- **Sayfa alıntısı**

▬▬▬▬▬▬▬▬▬▬

CAVİT ARI (Antalya) - Eğer hizmet engelleyici değilseniz Cumhurbaşkanı krediyi imzalasın da görelim.

BAŞKAN CEVDET YILMAZ - İbrahim Bey, müdahalelerden dolayı ek süre veriyorum.

Buyurun lütfen.

İBRAHİM AYDEMİR (Erzurum) - Değerli arkadaşlar, tahammülsüzlük niye? Bilmiyorlar, bunların resimlerini de önüne koyduğum zaman kızıyorlar; ayna tutmaya da tahammülleri yok, ayna tutuyorum onlara, bakın, siz busunuz diyorum. Ayna tutuyorum onlara, rahatsız oluyorlar.

▬▬▬▬▬▬▬▬▬▬

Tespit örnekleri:

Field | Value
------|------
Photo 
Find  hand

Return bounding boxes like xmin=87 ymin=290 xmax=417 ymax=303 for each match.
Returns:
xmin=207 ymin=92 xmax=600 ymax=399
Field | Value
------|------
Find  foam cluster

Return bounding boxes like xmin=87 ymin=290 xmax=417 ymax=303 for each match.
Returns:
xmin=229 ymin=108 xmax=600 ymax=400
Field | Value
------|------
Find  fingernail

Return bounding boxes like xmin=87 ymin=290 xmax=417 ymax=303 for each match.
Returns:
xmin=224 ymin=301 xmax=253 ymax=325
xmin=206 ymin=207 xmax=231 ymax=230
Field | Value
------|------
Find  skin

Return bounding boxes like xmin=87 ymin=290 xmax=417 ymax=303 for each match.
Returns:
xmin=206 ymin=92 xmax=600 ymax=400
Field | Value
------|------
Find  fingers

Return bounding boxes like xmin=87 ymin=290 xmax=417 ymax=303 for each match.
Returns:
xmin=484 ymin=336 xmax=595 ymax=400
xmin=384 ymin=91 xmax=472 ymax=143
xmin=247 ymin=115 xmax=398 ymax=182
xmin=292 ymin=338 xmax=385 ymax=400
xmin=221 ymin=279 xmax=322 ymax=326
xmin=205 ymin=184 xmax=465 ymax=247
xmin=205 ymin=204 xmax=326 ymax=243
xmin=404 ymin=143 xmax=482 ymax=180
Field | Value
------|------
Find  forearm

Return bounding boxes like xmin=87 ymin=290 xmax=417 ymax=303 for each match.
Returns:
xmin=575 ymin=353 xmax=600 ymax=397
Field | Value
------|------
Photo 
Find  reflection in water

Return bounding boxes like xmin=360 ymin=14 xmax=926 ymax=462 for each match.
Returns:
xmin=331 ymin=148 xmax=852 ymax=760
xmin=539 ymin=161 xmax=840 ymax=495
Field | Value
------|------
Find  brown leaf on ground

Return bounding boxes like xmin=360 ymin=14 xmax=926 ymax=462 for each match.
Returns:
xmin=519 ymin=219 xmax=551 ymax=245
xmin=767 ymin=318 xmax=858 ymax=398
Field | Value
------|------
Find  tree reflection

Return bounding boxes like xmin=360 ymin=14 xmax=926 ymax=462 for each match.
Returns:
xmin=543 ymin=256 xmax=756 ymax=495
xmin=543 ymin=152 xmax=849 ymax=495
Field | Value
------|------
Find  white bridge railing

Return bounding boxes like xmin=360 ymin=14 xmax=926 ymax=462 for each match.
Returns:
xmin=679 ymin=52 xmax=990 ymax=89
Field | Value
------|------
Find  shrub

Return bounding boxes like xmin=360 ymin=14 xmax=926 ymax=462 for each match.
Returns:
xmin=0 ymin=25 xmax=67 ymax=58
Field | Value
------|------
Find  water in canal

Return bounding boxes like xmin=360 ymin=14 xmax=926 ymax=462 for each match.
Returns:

▬▬▬▬▬▬▬▬▬▬

- **Görevin amacı**
Tutanağa göre şu soruları yanıtlayın:
1. Cavit Arı'nın adının yanında hangi il yazıyor?
2. Başkan Cevdet Yılmaz, İbrahim Bey'e ek süreyi neden veriyor?
3. İbrahim Aydemir, rahatsız olduklarını söylediği kişilere ne tuttuğunu söylüyor?

- **Yanıt**
1. Cavit Arı'nın adının yanında Antalya yazıyor.
2. Başkan ek süreyi müdahalelerden dolayı veriyor.
3. İbrahim Aydemir onlara ayna tuttuğunu söylüyor.